===== GIVEN RECORDS

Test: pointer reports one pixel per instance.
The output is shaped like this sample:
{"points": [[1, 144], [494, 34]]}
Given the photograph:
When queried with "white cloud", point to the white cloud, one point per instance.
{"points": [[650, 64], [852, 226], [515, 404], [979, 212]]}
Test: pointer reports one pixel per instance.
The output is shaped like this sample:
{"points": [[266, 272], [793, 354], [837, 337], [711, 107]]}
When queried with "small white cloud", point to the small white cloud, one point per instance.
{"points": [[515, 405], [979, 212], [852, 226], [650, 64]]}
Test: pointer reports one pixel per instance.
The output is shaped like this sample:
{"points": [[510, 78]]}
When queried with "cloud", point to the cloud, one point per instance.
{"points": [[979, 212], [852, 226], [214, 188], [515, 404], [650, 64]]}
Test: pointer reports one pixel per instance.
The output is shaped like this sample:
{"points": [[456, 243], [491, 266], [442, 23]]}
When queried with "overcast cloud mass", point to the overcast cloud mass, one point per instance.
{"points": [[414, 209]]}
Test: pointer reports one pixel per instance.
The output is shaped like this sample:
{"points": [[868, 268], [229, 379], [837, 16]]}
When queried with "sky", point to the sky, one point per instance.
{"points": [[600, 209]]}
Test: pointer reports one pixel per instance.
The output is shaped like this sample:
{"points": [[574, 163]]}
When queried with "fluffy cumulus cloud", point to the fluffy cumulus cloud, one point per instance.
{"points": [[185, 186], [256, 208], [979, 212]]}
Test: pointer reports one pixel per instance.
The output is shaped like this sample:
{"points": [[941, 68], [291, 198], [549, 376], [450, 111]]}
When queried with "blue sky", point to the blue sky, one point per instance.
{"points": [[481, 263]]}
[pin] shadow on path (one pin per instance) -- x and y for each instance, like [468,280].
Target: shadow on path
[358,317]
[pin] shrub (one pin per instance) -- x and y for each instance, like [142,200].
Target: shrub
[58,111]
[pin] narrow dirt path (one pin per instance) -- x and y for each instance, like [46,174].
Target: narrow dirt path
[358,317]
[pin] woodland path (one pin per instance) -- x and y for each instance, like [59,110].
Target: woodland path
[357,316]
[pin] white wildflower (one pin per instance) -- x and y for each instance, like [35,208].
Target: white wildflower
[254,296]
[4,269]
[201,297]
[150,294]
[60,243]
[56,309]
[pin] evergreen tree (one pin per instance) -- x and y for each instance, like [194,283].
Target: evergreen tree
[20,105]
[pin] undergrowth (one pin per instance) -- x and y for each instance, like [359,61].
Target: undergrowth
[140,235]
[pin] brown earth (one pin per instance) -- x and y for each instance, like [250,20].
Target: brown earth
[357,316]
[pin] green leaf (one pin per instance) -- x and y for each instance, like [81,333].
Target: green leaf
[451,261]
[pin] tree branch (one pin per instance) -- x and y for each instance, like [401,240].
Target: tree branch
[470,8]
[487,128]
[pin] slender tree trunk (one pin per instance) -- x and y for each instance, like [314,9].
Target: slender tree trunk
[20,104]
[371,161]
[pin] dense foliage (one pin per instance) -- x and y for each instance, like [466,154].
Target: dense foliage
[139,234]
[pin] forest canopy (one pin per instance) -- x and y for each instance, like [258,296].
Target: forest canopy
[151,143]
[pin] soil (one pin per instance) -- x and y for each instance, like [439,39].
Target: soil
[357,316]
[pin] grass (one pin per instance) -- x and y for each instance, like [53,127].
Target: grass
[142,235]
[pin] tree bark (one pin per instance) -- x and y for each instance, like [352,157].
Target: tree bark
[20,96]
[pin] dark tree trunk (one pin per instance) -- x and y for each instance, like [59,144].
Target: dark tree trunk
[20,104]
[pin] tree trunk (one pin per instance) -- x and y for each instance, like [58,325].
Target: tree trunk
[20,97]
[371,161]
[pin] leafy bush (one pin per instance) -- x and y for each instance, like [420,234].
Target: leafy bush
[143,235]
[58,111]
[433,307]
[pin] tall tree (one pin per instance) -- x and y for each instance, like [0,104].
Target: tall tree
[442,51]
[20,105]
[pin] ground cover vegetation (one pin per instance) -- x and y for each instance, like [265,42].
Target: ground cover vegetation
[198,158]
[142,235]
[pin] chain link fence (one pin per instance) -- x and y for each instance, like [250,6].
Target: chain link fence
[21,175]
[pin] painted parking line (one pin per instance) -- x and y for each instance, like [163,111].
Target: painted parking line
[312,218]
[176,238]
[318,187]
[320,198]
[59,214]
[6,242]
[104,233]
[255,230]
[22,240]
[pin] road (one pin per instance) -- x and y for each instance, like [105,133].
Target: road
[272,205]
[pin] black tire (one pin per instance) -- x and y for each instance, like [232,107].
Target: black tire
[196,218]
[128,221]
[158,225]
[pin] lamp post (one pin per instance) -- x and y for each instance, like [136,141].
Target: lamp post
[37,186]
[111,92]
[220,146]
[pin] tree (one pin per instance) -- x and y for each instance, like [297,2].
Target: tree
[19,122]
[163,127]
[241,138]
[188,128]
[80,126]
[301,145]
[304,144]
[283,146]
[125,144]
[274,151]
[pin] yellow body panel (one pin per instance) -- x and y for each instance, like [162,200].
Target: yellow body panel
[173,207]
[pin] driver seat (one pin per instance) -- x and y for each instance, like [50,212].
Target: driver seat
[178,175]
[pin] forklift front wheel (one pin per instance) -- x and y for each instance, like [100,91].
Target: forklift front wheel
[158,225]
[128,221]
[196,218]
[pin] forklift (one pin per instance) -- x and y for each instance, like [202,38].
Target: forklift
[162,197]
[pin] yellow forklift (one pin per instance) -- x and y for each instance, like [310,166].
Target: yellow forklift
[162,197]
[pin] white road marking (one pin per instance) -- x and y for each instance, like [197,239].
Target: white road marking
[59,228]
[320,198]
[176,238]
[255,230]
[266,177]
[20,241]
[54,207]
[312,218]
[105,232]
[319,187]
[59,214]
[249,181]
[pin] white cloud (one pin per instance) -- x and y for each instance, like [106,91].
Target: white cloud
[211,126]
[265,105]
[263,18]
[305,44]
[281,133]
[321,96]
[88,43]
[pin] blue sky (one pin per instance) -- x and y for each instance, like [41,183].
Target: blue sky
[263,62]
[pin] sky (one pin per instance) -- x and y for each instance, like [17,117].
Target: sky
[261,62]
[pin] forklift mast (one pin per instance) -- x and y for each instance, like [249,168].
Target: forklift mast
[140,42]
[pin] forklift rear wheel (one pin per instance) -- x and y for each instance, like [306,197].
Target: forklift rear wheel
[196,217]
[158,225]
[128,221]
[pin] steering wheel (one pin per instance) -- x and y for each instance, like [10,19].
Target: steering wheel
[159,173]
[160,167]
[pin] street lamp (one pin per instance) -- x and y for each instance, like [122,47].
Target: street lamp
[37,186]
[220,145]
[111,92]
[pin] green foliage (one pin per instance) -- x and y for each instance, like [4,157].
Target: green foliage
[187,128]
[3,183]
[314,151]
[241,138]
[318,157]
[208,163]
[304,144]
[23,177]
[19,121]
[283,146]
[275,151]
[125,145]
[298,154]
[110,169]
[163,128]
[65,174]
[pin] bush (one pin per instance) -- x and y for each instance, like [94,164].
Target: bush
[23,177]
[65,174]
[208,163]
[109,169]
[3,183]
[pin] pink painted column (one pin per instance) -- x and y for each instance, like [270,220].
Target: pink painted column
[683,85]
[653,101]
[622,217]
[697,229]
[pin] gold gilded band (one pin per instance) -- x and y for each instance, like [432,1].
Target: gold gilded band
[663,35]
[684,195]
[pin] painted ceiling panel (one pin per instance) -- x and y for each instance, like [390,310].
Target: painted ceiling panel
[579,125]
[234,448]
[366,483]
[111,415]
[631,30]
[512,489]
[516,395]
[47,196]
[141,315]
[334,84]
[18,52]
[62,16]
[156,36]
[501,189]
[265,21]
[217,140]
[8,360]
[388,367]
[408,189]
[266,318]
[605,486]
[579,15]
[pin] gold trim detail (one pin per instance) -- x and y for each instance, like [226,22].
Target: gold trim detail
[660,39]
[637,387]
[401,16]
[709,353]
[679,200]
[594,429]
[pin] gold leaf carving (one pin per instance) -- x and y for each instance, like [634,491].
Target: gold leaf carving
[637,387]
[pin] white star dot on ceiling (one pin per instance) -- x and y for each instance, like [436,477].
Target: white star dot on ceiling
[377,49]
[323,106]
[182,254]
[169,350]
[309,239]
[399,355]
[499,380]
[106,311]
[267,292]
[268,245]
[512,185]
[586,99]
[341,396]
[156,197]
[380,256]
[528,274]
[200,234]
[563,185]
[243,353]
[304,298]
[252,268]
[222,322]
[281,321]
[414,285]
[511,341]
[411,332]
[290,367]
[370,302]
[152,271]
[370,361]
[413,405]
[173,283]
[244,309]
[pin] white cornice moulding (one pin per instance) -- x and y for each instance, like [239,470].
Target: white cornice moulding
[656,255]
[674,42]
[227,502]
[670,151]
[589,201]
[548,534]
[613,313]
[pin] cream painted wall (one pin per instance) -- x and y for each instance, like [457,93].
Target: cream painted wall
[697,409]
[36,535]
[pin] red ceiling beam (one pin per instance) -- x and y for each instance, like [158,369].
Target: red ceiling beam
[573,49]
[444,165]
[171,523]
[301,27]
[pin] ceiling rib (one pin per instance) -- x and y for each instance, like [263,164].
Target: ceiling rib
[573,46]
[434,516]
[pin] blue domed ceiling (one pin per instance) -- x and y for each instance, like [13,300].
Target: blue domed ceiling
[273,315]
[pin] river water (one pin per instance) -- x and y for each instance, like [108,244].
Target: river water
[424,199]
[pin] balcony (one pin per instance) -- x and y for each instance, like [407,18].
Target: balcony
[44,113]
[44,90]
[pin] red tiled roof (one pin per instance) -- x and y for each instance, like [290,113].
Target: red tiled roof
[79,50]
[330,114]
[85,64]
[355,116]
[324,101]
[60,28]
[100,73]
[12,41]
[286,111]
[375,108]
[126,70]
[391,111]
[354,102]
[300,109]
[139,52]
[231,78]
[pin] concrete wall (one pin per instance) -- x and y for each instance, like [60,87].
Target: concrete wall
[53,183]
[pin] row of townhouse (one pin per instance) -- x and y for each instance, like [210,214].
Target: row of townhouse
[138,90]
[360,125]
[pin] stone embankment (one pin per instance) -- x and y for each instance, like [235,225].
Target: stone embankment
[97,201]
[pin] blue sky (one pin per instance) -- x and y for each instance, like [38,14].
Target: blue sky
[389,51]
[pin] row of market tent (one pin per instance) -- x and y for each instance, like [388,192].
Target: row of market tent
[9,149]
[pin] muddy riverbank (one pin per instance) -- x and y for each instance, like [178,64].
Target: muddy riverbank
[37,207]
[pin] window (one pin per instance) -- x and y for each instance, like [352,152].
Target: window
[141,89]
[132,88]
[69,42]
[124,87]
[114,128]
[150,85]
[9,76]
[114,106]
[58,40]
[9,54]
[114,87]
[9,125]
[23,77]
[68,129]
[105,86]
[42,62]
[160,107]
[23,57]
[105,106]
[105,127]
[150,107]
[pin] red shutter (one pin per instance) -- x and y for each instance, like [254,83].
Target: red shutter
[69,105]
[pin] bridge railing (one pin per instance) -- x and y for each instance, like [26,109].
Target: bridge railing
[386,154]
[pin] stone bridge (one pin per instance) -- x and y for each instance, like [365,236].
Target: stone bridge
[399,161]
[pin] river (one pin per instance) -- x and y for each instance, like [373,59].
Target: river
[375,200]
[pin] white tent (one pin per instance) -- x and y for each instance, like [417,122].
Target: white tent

==========

WHAT THE TASK REQUIRES:
An exact copy of the lines from the one containing "Target: bridge railing" through the end of the data above is the whole answer.

OUTPUT FOR THIS EXERCISE:
Target: bridge railing
[386,154]
[pin] stone bridge (one pin per instance) -- x and y for each instance, like [365,236].
Target: stone bridge
[399,161]
[pin] river (one pin per instance) -- x and y for each instance, like [373,59].
Target: river
[375,200]
[pin] white tent (one pin per instance) -- x and y for each instance, like [417,122].
Target: white tent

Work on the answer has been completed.